### To do
Return only the line that contains "Q: Pick out each instance of the blue shorts" and each line after it, through the last line of the data below, copied exactly.

### Material for this task

================================

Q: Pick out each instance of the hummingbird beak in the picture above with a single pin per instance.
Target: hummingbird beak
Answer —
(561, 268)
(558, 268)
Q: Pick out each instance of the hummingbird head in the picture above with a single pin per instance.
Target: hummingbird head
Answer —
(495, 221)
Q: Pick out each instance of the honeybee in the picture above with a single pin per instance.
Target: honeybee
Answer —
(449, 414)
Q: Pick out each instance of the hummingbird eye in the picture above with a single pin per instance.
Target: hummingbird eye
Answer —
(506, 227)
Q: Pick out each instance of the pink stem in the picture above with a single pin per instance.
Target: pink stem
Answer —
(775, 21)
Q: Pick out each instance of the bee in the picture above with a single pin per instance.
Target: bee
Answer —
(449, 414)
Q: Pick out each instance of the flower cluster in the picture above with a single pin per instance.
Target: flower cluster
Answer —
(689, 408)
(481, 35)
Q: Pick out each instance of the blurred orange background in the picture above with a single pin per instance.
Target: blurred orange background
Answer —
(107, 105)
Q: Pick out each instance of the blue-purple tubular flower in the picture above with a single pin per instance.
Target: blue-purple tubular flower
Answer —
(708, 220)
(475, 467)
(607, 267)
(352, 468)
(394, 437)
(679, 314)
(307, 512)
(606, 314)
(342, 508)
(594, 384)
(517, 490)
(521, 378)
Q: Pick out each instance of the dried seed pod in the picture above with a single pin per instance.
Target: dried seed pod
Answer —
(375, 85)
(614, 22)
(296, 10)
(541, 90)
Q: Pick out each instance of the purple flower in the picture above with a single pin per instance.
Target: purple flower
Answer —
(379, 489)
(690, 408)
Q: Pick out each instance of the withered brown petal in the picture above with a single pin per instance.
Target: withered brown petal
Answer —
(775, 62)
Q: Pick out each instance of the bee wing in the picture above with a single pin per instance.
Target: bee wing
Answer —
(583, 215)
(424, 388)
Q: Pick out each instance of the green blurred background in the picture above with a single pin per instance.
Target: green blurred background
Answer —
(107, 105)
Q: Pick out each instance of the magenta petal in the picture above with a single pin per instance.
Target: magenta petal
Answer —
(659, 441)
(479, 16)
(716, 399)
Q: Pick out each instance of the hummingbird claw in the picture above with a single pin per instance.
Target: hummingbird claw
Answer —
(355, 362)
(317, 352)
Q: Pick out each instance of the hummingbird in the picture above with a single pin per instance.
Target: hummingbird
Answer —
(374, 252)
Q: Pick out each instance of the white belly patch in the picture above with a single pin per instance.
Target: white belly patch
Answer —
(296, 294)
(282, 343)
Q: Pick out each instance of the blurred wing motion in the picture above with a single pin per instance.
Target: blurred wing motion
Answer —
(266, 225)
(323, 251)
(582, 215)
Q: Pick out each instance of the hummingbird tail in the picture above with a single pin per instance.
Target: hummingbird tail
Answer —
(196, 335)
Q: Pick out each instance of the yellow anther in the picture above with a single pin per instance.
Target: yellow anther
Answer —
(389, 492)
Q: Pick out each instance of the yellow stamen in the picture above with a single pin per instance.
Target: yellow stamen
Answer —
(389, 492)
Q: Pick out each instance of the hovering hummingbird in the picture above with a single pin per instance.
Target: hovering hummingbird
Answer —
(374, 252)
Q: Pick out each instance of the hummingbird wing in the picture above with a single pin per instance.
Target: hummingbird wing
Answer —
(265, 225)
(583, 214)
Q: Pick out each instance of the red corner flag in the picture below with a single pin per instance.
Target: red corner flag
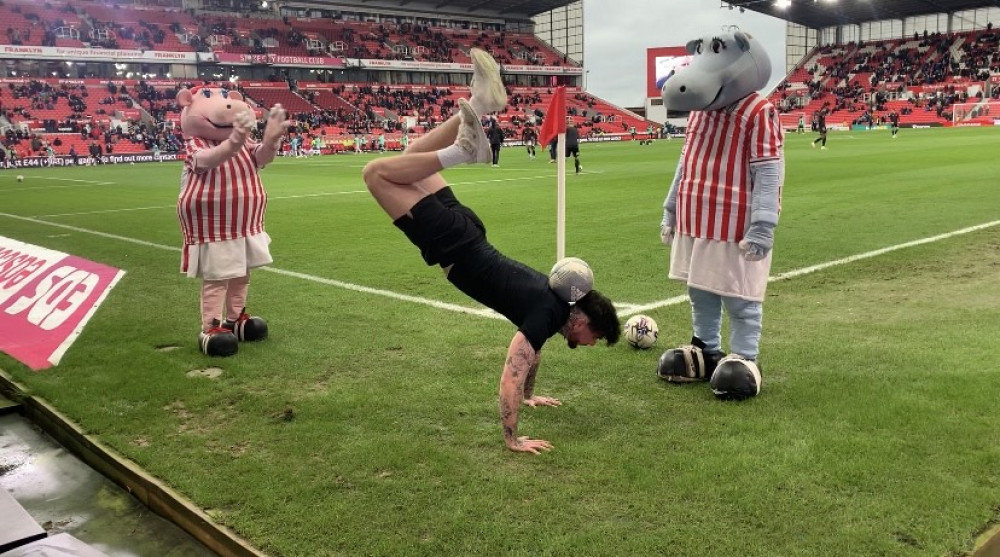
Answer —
(555, 117)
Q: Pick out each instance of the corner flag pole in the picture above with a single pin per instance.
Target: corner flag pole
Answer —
(554, 127)
(561, 197)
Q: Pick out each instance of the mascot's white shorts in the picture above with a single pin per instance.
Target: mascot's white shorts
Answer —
(719, 267)
(227, 259)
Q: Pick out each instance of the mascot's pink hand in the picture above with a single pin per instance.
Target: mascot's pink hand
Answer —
(667, 235)
(277, 123)
(241, 127)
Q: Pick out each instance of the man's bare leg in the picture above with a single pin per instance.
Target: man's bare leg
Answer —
(393, 181)
(398, 183)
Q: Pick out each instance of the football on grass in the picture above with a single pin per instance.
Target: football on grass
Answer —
(641, 331)
(571, 279)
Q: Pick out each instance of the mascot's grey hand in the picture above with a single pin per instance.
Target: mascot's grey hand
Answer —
(667, 235)
(758, 241)
(667, 226)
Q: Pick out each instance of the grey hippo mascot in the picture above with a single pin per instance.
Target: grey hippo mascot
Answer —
(722, 208)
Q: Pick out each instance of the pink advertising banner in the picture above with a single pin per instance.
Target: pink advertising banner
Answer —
(46, 299)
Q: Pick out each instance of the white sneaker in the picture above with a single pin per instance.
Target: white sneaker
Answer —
(487, 87)
(471, 136)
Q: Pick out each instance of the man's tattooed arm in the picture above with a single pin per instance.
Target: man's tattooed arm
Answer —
(522, 361)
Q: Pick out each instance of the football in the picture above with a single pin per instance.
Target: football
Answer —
(571, 279)
(641, 331)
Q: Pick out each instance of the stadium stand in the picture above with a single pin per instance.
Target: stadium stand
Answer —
(858, 83)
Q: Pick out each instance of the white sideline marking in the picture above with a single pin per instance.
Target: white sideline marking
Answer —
(87, 184)
(828, 264)
(627, 309)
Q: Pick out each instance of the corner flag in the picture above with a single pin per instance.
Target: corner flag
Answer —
(555, 117)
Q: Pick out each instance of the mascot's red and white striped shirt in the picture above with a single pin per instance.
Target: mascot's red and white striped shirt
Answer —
(224, 203)
(713, 196)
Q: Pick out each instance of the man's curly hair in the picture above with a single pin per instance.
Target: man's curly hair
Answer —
(602, 314)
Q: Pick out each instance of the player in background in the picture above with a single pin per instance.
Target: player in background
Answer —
(529, 137)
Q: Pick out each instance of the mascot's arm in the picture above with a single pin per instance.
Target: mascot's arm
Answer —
(207, 159)
(274, 130)
(767, 178)
(669, 222)
(521, 361)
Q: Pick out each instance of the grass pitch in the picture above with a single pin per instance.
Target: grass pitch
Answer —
(367, 424)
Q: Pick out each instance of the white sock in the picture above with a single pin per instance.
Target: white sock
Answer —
(453, 155)
(476, 105)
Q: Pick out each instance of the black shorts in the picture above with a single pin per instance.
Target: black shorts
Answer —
(441, 227)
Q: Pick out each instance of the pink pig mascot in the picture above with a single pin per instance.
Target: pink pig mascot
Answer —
(221, 210)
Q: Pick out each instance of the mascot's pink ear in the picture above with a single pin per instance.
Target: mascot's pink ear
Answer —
(184, 97)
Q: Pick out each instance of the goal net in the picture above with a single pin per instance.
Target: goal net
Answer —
(984, 113)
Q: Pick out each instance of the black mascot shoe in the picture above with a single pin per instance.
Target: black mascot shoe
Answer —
(736, 378)
(246, 327)
(218, 341)
(688, 364)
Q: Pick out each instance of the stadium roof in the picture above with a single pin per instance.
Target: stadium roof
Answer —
(819, 14)
(505, 9)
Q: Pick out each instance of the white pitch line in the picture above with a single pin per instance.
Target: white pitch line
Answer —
(828, 264)
(90, 184)
(627, 309)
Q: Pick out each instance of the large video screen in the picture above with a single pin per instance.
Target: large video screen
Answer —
(660, 62)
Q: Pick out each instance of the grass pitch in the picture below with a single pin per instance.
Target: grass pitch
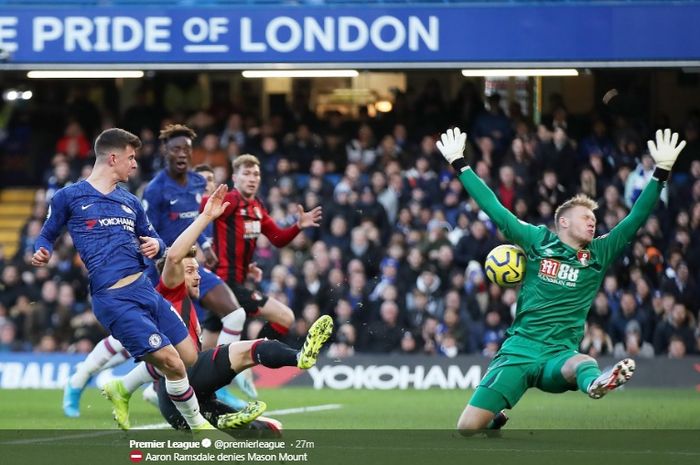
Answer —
(362, 409)
(631, 426)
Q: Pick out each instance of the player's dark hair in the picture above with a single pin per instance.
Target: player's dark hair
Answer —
(203, 167)
(115, 139)
(160, 263)
(176, 130)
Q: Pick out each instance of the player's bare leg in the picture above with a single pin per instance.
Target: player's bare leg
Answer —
(474, 419)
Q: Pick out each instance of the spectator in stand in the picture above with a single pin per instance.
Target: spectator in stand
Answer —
(74, 143)
(596, 342)
(678, 323)
(384, 335)
(633, 345)
(494, 123)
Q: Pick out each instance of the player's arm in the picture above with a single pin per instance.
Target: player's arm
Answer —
(173, 271)
(153, 205)
(56, 219)
(152, 246)
(451, 145)
(283, 236)
(664, 152)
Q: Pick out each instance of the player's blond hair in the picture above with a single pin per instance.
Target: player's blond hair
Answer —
(244, 160)
(580, 200)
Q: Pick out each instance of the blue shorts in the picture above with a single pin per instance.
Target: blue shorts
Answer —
(151, 272)
(140, 318)
(209, 280)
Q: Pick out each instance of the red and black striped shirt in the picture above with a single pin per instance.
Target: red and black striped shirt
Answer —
(181, 302)
(236, 232)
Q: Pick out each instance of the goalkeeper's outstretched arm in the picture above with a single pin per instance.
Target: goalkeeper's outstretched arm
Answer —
(664, 151)
(451, 145)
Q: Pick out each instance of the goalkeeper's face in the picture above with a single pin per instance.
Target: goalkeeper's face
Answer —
(581, 224)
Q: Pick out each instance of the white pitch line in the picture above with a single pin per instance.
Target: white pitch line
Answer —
(282, 412)
(311, 408)
(156, 426)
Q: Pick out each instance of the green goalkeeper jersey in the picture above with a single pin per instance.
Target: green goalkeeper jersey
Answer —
(560, 282)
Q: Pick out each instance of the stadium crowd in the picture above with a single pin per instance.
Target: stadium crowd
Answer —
(398, 259)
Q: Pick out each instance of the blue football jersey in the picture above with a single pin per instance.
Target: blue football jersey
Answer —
(172, 207)
(105, 231)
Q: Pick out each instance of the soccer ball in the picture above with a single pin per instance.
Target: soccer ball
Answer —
(505, 265)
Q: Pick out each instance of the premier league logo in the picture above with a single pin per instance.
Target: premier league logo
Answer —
(583, 256)
(155, 340)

================================

### Finished task
Q: Pick out each instance of the blue shorts in the picture above with a single pin per instance.
Target: blue shorts
Answer —
(151, 272)
(140, 318)
(209, 280)
Q: Pick out each instance of the red and black striped shirt in the picture above with a single pin per instance.
Target: red and black striped shirt
Answer —
(181, 302)
(236, 232)
Q: Pick out each instance of the goalkeeper's outstretched arm in the picture above with a single pin per instance.
Target: goalkeeper's outstretched arm
Answer —
(664, 151)
(451, 145)
Q: Pick out each instance of the goalkeeper's face in the picture above with a single pin per instance.
Target: goalkeeper's face
Answer —
(581, 224)
Q: Pick out each instance of the white pitch line in the picture above with a single pin per instance.
Target: white pitch line
Answer —
(282, 412)
(311, 408)
(156, 426)
Q: Pick out each instance of the green goalkeeper jersey in the picture above with a single pin per instance.
Target: green goalkeeper jersey
Answer —
(560, 282)
Q: Pick out each instance of the stadium crowd in the picture above with a single pin per instance.
Target: stadium crowd
Answer —
(398, 259)
Q: Pick out each instance of the blue football jersey in the picture above with a single pin per instance.
Target: blue football jersey
Answer —
(172, 207)
(105, 231)
Q: Pick out each instance of the soccer ball in the picture above with a single pin per instance.
Target: soccer ball
Answer —
(505, 265)
Q: Pick out each instance of the premier league logo in the picture above with a single pin per instance.
Target: premier league logo
Answer —
(583, 256)
(155, 340)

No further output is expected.